• TO DO
You are to retype all of the data exactly as it appears.

• Part of a data file
================================
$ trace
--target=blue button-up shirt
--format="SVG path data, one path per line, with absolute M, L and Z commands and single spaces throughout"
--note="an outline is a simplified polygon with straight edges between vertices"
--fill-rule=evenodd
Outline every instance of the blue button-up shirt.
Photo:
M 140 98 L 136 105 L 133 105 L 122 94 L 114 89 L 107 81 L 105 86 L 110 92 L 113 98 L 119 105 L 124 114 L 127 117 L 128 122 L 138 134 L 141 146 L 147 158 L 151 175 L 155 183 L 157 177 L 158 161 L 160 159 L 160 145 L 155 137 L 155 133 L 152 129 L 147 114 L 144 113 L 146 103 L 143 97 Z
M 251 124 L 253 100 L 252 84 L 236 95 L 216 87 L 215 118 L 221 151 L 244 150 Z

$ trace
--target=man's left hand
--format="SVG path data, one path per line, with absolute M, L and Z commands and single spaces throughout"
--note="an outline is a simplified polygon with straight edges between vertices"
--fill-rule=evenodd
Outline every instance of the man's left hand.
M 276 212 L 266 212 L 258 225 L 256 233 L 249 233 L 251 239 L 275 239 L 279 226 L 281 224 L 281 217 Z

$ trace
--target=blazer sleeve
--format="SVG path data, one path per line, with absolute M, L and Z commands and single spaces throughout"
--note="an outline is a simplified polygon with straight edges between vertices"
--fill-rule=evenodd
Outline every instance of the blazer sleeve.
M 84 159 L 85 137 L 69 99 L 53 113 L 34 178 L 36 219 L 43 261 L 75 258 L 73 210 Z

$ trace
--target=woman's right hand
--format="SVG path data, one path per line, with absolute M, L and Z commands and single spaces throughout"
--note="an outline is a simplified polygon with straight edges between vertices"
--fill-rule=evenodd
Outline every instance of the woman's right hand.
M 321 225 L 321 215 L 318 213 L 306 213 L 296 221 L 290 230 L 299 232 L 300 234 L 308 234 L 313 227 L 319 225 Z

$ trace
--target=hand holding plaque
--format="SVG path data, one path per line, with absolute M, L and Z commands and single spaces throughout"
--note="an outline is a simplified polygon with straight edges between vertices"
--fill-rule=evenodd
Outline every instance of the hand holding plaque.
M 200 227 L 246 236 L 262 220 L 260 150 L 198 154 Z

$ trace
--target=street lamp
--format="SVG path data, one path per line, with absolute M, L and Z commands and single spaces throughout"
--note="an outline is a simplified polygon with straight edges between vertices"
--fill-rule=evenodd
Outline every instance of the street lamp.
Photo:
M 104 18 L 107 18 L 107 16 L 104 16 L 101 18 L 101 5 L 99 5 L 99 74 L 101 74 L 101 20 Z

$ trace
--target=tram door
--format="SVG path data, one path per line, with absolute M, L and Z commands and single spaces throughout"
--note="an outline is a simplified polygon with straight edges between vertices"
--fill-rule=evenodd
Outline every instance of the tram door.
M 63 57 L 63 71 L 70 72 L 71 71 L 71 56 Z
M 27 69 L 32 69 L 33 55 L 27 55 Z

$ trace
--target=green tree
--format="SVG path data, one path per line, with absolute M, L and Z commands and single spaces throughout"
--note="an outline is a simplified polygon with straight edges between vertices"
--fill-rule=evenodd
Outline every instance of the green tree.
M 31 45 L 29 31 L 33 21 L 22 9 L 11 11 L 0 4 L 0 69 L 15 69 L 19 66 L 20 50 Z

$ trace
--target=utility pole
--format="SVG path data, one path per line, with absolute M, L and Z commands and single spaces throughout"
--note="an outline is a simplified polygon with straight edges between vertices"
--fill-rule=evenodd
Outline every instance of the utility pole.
================================
• FINISHED EXERCISE
$ trace
--target=blue button-up shirt
--format="SVG path data, one path per line, with absolute M, L and Z commands and single spaces throughout"
--note="an outline is a simplified polygon with straight edges between vertices"
--fill-rule=evenodd
Outline every instance of the blue button-up shirt.
Photo:
M 140 98 L 136 105 L 133 105 L 122 94 L 114 89 L 107 81 L 105 86 L 110 92 L 113 98 L 119 105 L 124 114 L 127 117 L 128 122 L 138 134 L 141 146 L 147 158 L 151 175 L 155 183 L 157 177 L 158 161 L 160 159 L 160 145 L 155 137 L 155 133 L 152 129 L 147 114 L 144 113 L 146 103 L 143 97 Z
M 251 124 L 253 100 L 252 84 L 236 95 L 216 87 L 215 118 L 221 151 L 244 150 Z

$ trace
--target=man's left hand
--format="SVG path data, one path per line, with absolute M, L and Z commands and single spaces throughout"
--note="an outline is a simplified polygon with straight edges between vertices"
--fill-rule=evenodd
Outline every instance of the man's left hand.
M 276 212 L 266 212 L 258 225 L 256 233 L 249 233 L 251 239 L 275 239 L 279 226 L 281 224 L 281 217 Z

$ trace
--target=blazer sleeve
--format="SVG path data, one path per line, with absolute M, L and Z commands and single spaces throughout"
--note="an outline is a simplified polygon with straight edges between vertices"
--fill-rule=evenodd
Outline every instance of the blazer sleeve.
M 84 159 L 85 137 L 69 99 L 53 113 L 34 178 L 36 219 L 43 261 L 75 258 L 73 210 Z

$ trace
--target=woman's right hand
--format="SVG path data, one path per line, with absolute M, L and Z commands and single spaces throughout"
--note="an outline is a simplified polygon with straight edges between vertices"
--fill-rule=evenodd
Outline every instance of the woman's right hand.
M 321 225 L 321 215 L 318 213 L 306 213 L 296 221 L 290 230 L 299 232 L 300 234 L 308 234 L 313 227 L 319 225 Z

$ trace
--target=hand holding plaque
--format="SVG path data, one path per line, with absolute M, L and Z commands and single spaces throughout"
--note="an outline is a simplified polygon with straight edges between vertices"
--fill-rule=evenodd
Outline every instance of the hand holding plaque.
M 200 227 L 246 236 L 262 220 L 260 150 L 198 154 Z

$ trace
--target=street lamp
--format="SVG path data, one path per line, with absolute M, L and Z commands and single spaces throughout"
--note="an outline is a simplified polygon with straight edges between vertices"
--fill-rule=evenodd
Outline every instance of the street lamp.
Photo:
M 104 18 L 107 18 L 107 16 L 104 16 L 101 18 L 101 5 L 99 5 L 99 74 L 101 74 L 101 20 Z

$ trace
--target=tram door
--format="SVG path data, one path per line, with absolute M, L and Z commands and single spaces throughout"
--note="an outline is a simplified polygon with straight edges between vertices"
--fill-rule=evenodd
Outline every instance of the tram door.
M 63 57 L 63 71 L 70 72 L 71 71 L 71 56 Z
M 27 69 L 32 69 L 33 55 L 27 55 Z

$ trace
--target=green tree
--format="SVG path data, one path per line, with absolute M, L and Z commands and single spaces throughout"
--note="an outline is a simplified polygon with straight edges between vertices"
--fill-rule=evenodd
Outline every instance of the green tree.
M 31 45 L 29 31 L 33 21 L 22 9 L 11 11 L 0 4 L 0 69 L 15 69 L 19 66 L 20 50 Z

$ trace
--target=utility pole
--format="SVG path data, one path per line, with absolute M, L and Z commands and single spaces throughout"
--note="an outline is a simplified polygon with straight edges between vertices"
--fill-rule=evenodd
Outline every instance of the utility pole.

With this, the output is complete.